**DOCUMENT TEXT**:
========================
Tristan Qingyun Li, PhD, Assistant Professor of Neuroscience and Genetics at Washington University School of Medicine, has been named a Scott-Gentle Foundation Investigator in his receipt of a two-year, $70,000 2021 Brain & Behavior Research Foundation grant. The Foundation is sponsored by donors who designate the recipient of their award based on the research they are most passionate about seeing advanced. This funding will be used to investigate the relationship between maternal-derived immune cells and the incidence of neurodevelopmental and psychiatric disorders, such as autism and schizophrenia, in offspring.
“My lab is interested in the development of innate immune cells in the early embryonic brain,” said Li. “This grant helps to jump-start a new research direction where we investigate how a rare maternal immune population at the maternal-fetal interface may contribute to neuropsychiatric disorders in offspring.”
Activation of the maternal immune system early in pregnancy is associated with higher occurrences of neurodevelopmental and psychiatric disorders across species, independent of genetic predisposition. The Li lab recently discovered a rare population of mature immune cells in the developing fetal tissue that originate from the pregnant mother. These cells are present before the fetus’s own immune cells have developed and therefore might confer immunity to an otherwise unprotected fetus. Whether and how the maternal-derived immune cells drive the increased incidence of neurodevelopmental and psychiatric disorders following maternal immune activation remain unclear. Importantly, these maternal-derived cells might be dysregulated during maternal immune activation, thereby contributing to brain disorders such as autism or schizophrenia.
========================
**EXTRACTED DATA**:
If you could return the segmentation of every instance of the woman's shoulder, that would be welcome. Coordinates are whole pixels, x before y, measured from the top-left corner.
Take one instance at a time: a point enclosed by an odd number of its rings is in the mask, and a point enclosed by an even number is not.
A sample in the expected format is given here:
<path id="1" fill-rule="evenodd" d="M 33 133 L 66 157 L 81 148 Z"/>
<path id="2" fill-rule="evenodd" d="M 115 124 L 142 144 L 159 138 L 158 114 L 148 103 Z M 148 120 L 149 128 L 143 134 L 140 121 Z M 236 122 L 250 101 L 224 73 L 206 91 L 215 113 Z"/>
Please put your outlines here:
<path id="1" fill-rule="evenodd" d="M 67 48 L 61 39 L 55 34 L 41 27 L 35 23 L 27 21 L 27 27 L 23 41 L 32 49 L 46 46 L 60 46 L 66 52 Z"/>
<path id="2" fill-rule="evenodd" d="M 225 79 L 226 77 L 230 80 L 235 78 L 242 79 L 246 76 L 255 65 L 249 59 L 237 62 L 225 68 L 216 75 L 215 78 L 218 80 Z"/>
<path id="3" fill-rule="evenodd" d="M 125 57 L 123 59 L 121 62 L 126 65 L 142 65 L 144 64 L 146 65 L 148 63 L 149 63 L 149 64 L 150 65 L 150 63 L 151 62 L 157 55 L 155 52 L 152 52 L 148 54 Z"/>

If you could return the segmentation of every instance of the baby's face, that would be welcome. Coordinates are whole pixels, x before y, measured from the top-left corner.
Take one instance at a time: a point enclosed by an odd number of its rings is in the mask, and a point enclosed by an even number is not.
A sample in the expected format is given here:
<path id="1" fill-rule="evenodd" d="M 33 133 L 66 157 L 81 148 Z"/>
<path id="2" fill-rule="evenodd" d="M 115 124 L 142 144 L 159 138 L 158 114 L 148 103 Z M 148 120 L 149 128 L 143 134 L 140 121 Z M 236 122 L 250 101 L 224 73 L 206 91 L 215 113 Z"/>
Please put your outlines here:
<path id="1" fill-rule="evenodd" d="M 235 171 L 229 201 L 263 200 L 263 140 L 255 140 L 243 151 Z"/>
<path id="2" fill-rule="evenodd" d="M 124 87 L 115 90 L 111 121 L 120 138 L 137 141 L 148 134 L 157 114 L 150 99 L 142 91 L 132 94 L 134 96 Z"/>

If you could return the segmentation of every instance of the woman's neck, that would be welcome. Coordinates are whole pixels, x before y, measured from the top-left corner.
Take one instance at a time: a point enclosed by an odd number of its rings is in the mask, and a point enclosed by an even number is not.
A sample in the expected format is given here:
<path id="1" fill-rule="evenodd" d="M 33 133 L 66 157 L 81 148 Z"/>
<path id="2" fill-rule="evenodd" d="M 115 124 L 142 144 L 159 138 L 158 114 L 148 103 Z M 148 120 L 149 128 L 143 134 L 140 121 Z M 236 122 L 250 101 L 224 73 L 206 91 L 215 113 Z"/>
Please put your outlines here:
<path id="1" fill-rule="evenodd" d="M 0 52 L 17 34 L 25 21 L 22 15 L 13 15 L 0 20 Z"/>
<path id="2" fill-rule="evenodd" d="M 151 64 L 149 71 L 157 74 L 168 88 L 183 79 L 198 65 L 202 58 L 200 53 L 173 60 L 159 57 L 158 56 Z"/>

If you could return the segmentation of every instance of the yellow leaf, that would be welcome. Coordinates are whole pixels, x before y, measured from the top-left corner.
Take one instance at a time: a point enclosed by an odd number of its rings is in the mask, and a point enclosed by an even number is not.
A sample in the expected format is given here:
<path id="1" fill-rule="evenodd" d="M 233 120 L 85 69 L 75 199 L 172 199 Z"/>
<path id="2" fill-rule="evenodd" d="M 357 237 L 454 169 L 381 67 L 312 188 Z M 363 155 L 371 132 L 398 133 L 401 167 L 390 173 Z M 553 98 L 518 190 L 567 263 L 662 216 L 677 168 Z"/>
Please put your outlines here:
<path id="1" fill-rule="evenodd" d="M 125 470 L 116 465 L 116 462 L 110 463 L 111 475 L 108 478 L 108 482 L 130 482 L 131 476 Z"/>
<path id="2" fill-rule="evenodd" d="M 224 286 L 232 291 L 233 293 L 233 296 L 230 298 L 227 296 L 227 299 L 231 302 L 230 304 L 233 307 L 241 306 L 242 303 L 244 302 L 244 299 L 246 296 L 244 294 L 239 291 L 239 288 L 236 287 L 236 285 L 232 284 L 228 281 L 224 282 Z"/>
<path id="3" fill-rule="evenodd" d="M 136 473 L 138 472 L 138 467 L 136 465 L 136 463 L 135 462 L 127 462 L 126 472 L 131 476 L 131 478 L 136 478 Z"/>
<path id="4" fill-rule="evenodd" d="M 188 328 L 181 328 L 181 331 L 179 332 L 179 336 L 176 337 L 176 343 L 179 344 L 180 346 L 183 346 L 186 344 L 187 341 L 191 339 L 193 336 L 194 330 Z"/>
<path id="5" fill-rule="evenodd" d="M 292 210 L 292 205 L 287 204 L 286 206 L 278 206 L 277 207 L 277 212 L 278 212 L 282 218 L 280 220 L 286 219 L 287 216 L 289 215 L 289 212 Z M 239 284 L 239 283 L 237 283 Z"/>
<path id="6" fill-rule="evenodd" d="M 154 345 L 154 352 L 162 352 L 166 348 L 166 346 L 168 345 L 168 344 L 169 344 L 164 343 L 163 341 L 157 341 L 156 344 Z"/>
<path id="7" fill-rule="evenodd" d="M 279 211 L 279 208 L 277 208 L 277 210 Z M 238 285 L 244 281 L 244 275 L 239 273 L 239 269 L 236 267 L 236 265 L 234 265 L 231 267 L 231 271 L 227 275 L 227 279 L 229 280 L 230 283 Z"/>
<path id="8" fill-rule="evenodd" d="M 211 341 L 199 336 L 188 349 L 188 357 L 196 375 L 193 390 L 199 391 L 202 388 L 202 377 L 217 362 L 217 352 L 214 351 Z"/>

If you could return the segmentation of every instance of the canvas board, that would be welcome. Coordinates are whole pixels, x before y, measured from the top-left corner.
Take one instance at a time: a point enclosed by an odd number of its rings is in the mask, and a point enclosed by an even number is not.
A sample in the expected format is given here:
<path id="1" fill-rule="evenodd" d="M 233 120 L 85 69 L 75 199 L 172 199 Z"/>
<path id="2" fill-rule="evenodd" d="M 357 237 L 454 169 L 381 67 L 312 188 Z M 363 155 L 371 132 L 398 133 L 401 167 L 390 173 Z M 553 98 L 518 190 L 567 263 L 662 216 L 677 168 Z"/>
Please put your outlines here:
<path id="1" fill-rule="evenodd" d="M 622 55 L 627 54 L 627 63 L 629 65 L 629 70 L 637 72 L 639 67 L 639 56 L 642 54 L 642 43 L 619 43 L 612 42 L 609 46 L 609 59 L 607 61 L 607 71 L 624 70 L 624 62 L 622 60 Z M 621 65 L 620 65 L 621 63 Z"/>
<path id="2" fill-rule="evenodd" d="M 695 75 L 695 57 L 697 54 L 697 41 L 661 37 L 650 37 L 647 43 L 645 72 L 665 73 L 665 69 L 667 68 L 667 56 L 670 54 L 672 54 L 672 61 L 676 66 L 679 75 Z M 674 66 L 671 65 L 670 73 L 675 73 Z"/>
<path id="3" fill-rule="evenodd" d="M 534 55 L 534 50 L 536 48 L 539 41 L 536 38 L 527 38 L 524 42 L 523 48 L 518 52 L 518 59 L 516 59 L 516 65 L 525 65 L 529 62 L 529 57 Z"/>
========================
**ACTIVITY A**: According to the grant announcement, why might the maternal-derived immune cells found in developing fetal tissue confer immunity to the fetus? Answer in one to three sentences.
**ACTIVITY B**: Continue the grant announcement from the point where it stops.
The rows are not needed for the work that follows.

**EXERCISE RESULT A**: These cells are present before the fetus's own immune cells have developed. They might therefore protect a fetus that would otherwise be unprotected.

**EXERCISE RESULT B**:
The invasion of these maternal immune cells into the fetal tissue coincides with the development of fetal immune cells that protect against infection. Among these developing immune cells are fetal microglia that are responsible for modulating neurogenesis and pruning synapses to establish proper neural circuits. Given the coincidence of maternal-derived immune cells entering fetal tissue as fetal microglia are developing, neurological disorders might arise through aberrant interactions between these maternal immune cells and microglia. Work supported by Li’s Brain & Behavior Research Foundation grant will implement single-cell RNA sequencing in animal models to probe how maternal-derived immune cells might induce microglial dysregulation to become a driver of neurological disorders.